Edit every item below, replacing "Put down a dot" with "Mark a point" and leaving all other text unchanged.

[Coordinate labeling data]
[START]

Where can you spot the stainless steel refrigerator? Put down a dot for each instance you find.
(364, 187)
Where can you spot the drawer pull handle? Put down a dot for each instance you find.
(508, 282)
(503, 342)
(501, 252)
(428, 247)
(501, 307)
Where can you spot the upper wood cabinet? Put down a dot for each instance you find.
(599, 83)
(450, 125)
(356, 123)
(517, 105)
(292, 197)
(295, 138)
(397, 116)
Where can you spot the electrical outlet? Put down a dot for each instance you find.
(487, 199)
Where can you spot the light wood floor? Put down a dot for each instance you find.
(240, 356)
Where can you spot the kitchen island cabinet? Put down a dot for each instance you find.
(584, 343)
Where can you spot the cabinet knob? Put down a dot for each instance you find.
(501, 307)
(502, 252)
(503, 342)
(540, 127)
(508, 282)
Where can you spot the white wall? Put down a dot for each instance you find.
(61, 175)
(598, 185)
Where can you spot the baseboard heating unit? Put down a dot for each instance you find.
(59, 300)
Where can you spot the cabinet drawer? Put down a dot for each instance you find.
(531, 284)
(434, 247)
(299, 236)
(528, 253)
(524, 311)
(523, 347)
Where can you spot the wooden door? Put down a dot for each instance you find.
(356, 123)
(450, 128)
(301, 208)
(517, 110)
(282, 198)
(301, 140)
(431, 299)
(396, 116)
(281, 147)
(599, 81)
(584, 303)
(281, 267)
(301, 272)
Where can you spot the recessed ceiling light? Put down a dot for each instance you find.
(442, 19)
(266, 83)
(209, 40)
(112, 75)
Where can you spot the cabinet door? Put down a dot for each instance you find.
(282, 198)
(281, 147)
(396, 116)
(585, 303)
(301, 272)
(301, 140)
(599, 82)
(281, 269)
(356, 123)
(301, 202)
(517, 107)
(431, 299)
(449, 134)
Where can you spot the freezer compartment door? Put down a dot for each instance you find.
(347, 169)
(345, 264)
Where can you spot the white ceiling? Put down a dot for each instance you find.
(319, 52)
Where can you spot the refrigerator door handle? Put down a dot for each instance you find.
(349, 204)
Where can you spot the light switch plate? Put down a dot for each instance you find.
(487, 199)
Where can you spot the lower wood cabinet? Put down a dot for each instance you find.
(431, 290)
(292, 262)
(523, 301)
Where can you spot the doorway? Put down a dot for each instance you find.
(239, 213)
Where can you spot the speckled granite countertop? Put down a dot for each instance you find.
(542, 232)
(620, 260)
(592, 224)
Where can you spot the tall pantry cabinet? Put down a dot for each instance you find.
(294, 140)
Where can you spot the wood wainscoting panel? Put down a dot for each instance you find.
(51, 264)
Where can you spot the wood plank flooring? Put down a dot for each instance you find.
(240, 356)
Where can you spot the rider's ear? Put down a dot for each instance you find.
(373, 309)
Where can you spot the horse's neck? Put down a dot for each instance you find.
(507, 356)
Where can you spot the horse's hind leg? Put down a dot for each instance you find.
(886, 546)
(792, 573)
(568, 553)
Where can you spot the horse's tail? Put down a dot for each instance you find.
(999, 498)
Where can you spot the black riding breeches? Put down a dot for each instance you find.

[END]

=== SOLUTION FOR THIS PROBLEM ===
Where can you spot the stainless steel refrigerator? Mark a point for each instance you find.
(364, 187)
Where can you spot the drawer pull handle? Mark a point for each instance you find.
(508, 282)
(503, 342)
(501, 252)
(428, 247)
(501, 307)
Where can you spot the upper wood cabinet? Mark a point for each instance you find.
(599, 83)
(450, 125)
(356, 123)
(517, 105)
(292, 197)
(295, 138)
(397, 116)
Where can you spot the electrical outlet? Mark a point for each instance you find.
(487, 199)
Where can you spot the light wood floor? Mark a point for each instance you find.
(240, 356)
Where can you spot the kitchen island cabinet? Mark a point for each instance you find.
(584, 343)
Where can you spot the cabinet knob? Mark a point for each instance you find.
(501, 307)
(502, 252)
(503, 342)
(540, 127)
(508, 282)
Where can you spot the white wall? Mark a point for each instance you find.
(61, 175)
(598, 185)
Where can you spot the baseboard heating unit? Mark a point for each instance you find.
(59, 300)
Where can you spot the cabinet drawer? Mark a point for each instance you find.
(531, 284)
(434, 247)
(299, 236)
(528, 253)
(524, 311)
(523, 347)
Where can you spot the wooden door? Mark a point for each instance you find.
(356, 123)
(450, 128)
(301, 208)
(517, 110)
(282, 198)
(301, 140)
(431, 299)
(396, 116)
(281, 147)
(599, 81)
(584, 303)
(281, 267)
(301, 272)
Where can you spot the recessed ceiling light? Mark a point for each instance you find.
(442, 19)
(266, 83)
(209, 40)
(112, 75)
Where can you spot the cabinet door? Mark a point for each instance you find.
(282, 198)
(281, 147)
(396, 116)
(585, 303)
(301, 272)
(301, 140)
(599, 82)
(281, 269)
(356, 123)
(301, 202)
(517, 107)
(431, 299)
(449, 134)
Where can you spot the freezer compartment door? Mark a point for each instance you find.
(347, 169)
(345, 264)
Where can you spot the white ceiling? Mark a point for each instance you find.
(319, 52)
Where can you spot the refrigerator door handle? Mark a point for each instance you find.
(349, 204)
Where can you spot the light switch plate? Mark a point for each instance you find.
(487, 199)
Where can you spot the lower wood cabinet? Mark a point for each instance you find.
(431, 290)
(292, 262)
(523, 301)
Where can you spot the doorway? Mark a point for each instance you find.
(239, 213)
Where can you spot the speckled granite countertop? Mark a point for each instance you find.
(542, 232)
(620, 260)
(592, 224)
Where can you spot the tall pantry cabinet? Mark a point for each instance you find.
(294, 140)
Where can you spot the wood wainscoting panel? Mark a point for each instance you find.
(51, 264)
Where can you spot the wood plank flooring? Mark a point for each instance you find.
(240, 356)
Where can you spot the rider's ear? Mark a point for each instance you find.
(373, 309)
Where can you spot the horse's neck? Mark a point for each instance you find.
(507, 356)
Where can you spot the horse's hind leg? Mark a point for each instance you find.
(886, 546)
(792, 573)
(568, 553)
Where can you spot the horse's tail? Mark a point for each instance you find.
(999, 498)
Where can you spot the black riding breeches? Mark a point for each instance you find.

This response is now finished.